**TEXTO PROPORCIONADO**
Columna Publicada el 24 de Septiembre del 2012.
Por recomendación de la segunda cámara (Bundesrat), el Gobierno alemán ha encargado al Ministerio de Agricultura que prepare una ley para penalizar la sodomía con animales. Esta modalidad de zoofilia se juzga inaceptable por obligar al animal a una práctica sexual contraria a su naturaleza. Al igual que en gran parte de Occidente, el bestialismo se consideró en Alemania durante siglos una práctica inmoral e ilegal. En el marco de la revolución sexual de los años sesenta, esa conducta se despenalizó en 1969. La liberación de las costumbres, que parecía una conquista segura, debe ahora ceder ante el bienestar animal.
La protección de los animales tiene tradición en Alemania. “En el nuevo Reich no debe haber más crueldad con los animales”. Estas palabras de Hitler introducen la pionera “Ley de protección de los animales”, de 24 de noviembre de 1933. Por vez primera en la historia de la humanidad, se reconoce a los animales como sujetos de derechos (la tradición clásica, cristiana e ilustrada, se había limitado a postular deberes del hombre para con los animales). El Führer aplicó igual energía en la protección de la naturaleza y de los animales como en la aniquilación de la humanidad no aria (los arios enfermos o incapaces tampoco merecían vivir: Hitler también fue pionero en la práctica de la eutanasia masiva).

Datos de localización de puntos en imágenes
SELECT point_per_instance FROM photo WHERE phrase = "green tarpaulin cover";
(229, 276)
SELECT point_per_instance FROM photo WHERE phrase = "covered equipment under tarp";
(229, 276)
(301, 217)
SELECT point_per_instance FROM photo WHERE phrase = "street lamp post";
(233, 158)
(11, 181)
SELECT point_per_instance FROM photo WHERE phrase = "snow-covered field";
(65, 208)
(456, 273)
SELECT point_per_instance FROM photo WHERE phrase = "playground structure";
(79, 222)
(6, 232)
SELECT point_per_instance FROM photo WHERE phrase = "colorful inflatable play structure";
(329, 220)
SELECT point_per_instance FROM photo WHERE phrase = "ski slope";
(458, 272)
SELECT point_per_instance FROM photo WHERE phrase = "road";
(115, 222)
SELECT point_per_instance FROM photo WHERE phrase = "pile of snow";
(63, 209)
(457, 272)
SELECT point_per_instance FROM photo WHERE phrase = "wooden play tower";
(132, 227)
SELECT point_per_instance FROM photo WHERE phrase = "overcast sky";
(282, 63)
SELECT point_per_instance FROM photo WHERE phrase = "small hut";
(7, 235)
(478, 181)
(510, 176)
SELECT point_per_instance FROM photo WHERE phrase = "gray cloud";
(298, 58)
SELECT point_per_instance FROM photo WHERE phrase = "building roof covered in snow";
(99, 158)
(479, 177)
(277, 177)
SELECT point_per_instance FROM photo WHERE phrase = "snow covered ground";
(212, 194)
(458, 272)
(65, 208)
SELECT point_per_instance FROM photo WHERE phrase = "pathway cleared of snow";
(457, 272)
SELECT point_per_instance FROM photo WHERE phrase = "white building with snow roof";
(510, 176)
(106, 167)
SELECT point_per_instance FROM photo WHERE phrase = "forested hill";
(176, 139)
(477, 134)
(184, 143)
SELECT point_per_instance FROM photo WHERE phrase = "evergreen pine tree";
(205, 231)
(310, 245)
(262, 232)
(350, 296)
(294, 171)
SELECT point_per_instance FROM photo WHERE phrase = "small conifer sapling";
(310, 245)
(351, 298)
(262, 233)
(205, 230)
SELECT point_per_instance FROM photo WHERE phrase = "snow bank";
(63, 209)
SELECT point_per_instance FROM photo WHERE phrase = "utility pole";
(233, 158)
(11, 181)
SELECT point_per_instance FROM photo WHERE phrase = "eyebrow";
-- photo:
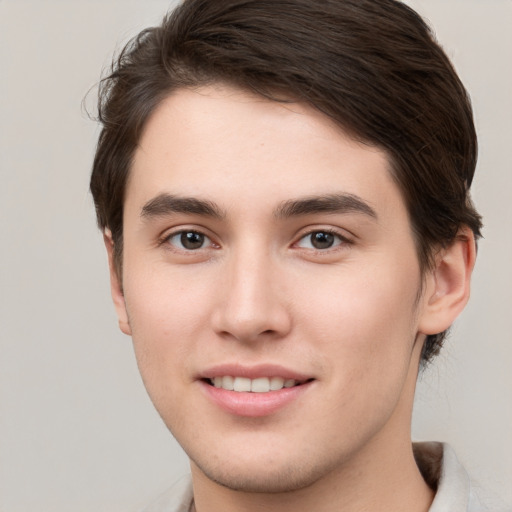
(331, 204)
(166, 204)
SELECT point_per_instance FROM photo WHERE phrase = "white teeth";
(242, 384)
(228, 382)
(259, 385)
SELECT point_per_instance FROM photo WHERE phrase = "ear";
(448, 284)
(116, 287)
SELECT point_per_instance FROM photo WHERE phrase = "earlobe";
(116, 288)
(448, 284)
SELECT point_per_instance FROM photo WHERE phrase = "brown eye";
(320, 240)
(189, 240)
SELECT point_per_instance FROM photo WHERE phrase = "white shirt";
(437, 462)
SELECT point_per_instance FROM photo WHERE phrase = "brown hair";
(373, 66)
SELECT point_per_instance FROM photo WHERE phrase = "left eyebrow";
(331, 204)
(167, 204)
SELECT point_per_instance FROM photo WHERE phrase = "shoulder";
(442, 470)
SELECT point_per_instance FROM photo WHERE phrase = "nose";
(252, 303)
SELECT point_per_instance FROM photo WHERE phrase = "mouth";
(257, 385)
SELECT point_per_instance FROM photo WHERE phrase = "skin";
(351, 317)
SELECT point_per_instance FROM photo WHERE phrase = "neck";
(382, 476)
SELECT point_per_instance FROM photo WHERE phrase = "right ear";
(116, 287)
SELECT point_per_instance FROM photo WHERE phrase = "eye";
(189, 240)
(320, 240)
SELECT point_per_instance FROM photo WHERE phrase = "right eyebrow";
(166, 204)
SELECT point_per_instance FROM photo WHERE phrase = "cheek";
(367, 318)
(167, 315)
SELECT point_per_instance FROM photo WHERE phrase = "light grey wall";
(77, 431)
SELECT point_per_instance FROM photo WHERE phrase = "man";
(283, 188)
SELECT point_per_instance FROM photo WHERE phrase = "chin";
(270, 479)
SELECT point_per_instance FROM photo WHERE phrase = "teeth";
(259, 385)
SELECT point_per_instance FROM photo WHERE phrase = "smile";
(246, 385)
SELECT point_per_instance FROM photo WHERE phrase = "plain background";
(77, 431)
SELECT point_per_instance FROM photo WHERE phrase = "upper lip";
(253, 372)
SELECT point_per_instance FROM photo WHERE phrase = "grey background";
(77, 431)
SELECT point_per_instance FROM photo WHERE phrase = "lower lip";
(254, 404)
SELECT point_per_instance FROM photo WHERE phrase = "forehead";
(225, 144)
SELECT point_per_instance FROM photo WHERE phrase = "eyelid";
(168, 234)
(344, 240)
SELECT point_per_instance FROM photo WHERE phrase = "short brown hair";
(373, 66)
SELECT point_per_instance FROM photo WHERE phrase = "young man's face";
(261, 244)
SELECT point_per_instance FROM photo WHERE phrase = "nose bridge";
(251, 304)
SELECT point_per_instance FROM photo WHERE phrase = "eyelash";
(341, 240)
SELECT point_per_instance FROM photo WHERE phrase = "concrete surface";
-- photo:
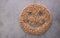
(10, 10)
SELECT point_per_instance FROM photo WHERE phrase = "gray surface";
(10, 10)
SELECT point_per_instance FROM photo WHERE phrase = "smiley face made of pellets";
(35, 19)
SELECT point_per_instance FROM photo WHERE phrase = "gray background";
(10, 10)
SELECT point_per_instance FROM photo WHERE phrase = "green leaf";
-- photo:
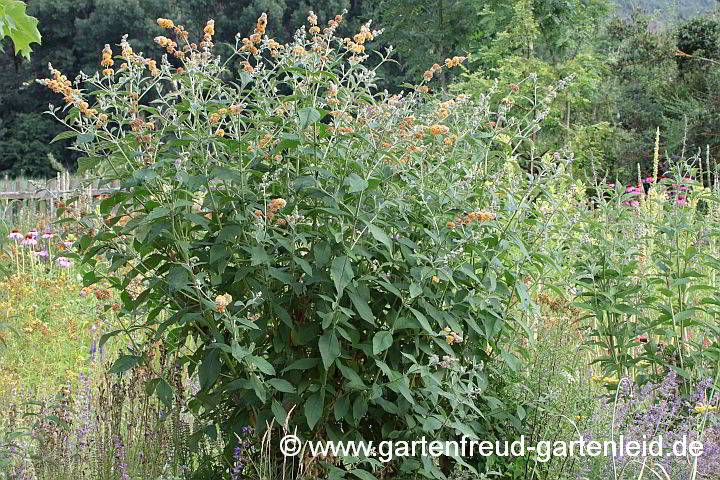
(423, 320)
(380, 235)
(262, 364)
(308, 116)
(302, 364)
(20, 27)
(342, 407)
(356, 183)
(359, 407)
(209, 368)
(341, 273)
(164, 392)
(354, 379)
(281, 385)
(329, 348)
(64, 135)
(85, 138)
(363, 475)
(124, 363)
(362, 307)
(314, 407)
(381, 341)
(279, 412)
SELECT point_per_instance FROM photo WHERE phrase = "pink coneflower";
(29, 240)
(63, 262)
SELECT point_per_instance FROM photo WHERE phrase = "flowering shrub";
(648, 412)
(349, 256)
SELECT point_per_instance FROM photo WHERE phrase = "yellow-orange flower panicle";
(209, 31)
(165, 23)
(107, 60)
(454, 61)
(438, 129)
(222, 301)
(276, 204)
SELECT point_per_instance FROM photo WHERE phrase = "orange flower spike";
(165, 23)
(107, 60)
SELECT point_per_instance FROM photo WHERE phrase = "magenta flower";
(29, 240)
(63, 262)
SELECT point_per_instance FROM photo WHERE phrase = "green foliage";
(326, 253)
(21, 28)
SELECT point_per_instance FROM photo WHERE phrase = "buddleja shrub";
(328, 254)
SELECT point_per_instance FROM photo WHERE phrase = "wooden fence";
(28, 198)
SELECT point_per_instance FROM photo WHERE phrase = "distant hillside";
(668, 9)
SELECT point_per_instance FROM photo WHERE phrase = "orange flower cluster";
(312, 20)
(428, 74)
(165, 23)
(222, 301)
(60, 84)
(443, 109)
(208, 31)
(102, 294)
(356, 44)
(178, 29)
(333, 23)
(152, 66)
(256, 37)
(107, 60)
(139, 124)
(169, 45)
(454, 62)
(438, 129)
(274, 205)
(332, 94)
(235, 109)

==

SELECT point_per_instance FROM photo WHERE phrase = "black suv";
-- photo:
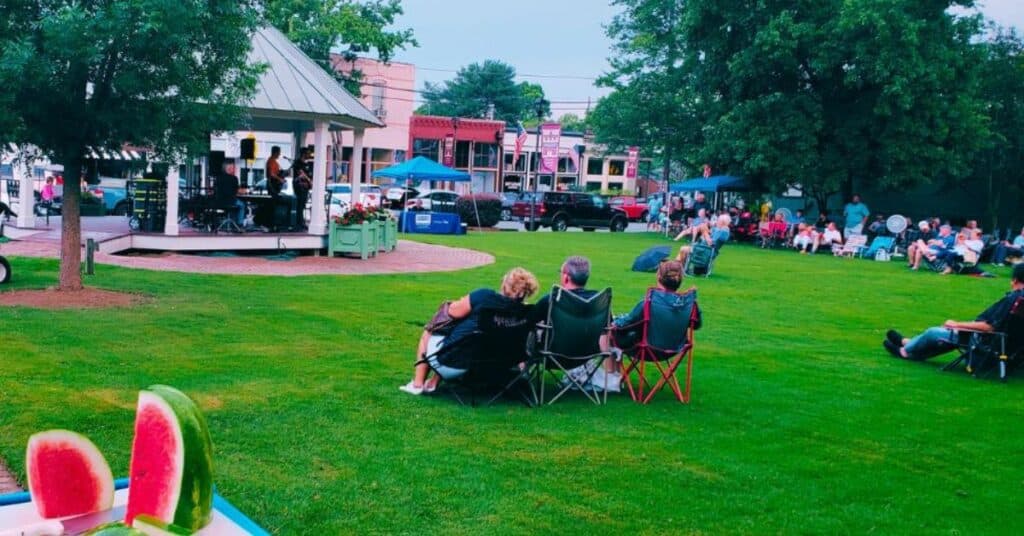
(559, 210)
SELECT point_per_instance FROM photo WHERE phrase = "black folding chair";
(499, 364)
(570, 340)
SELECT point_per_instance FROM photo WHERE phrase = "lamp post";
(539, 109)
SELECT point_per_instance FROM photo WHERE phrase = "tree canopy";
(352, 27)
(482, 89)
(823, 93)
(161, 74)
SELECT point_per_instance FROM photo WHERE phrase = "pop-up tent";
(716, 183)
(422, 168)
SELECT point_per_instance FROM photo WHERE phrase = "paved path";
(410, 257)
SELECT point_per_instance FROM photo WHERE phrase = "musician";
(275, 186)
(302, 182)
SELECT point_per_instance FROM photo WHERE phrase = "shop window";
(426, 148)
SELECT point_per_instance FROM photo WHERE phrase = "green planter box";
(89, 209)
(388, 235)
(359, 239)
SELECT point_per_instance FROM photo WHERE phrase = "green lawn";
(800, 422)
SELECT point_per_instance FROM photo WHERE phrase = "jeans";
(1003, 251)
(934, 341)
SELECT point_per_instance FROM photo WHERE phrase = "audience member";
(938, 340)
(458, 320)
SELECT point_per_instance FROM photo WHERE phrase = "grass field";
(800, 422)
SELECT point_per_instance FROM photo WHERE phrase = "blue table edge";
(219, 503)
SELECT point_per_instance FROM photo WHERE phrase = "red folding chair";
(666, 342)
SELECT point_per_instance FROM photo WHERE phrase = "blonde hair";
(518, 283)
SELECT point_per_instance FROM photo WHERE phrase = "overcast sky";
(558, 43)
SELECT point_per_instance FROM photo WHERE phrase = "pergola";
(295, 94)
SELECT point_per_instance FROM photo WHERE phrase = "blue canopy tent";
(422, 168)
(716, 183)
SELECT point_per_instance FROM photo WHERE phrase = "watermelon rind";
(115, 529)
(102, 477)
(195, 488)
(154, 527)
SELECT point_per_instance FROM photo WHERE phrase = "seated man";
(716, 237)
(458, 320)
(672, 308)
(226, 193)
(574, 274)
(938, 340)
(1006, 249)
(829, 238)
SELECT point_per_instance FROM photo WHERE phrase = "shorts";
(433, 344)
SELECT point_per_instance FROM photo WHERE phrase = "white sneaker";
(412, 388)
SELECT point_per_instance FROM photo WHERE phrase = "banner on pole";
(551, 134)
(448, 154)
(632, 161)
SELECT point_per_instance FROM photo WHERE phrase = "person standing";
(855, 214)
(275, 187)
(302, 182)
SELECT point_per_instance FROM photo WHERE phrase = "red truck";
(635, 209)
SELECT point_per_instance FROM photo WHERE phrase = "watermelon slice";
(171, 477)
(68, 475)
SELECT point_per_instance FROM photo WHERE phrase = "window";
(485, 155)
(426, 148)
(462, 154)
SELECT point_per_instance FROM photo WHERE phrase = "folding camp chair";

**TAREAS DEL EJERCICIO**
1) Responde estas preguntas sobre la columna acerca de la protección de los animales en Alemania:
(a) ¿En qué año se despenalizó el bestialismo en Alemania?
(b) ¿Qué fecha tiene la "Ley de protección de los animales"?
(c) ¿Qué órgano recomendó al Gobierno alemán preparar la nueva ley?
2) Continúa, por favor, la columna sobre la protección de los animales en Alemania a partir de su última frase.
El listado procede de otra fuente.

**RESPUESTAS**
1)
(a) En 1969.
(b) El 24 de noviembre de 1933.
(c) La segunda cámara (Bundesrat).

2)
En continuidad con ese primer impulso, no sorprende que Alemania fuera una de las cunas del ecologismo y el primer país donde los verdes se organizaron como partido político. Pero el movimiento de liberación animal se ha difundido entretanto por todo Occidente, y desde aquí se intenta exportar al Tercer Mundo (con algunas dificultades, pues ya se sabe que el ecologismo acaba siendo al fin un lujo de países ricos). Para este planteamiento, lo que define la dignidad de un ser es la capacidad de experimentar placer o dolor, que se traduce en el hecho de poseer intereses. Como resulta obvio, este rasgo es común a hombres y animales. “Un interés es un interés, cualquiera que sea el ser al que pertenezca”, sostiene Peter Singer, tal vez el más conocido defensor de la liberación animal. De modo lógico, afirma igualmente que un cerdo adulto es más valioso que un bebé humano. Un anciano demenciado, incluso cualquier humano en estado de inconsciencia, no sería propiamente persona.
Este enfoque se alinea con algunos sectores de movimientos contemporáneos como el ecologismo, el pacifismo o el feminismo: comparten el ideal emancipador y se centran en un enemigo común, el varón occidental moderno, que habría oprimido durante siglos a la naturaleza y a la mujer (el ser más valioso de la naturaleza).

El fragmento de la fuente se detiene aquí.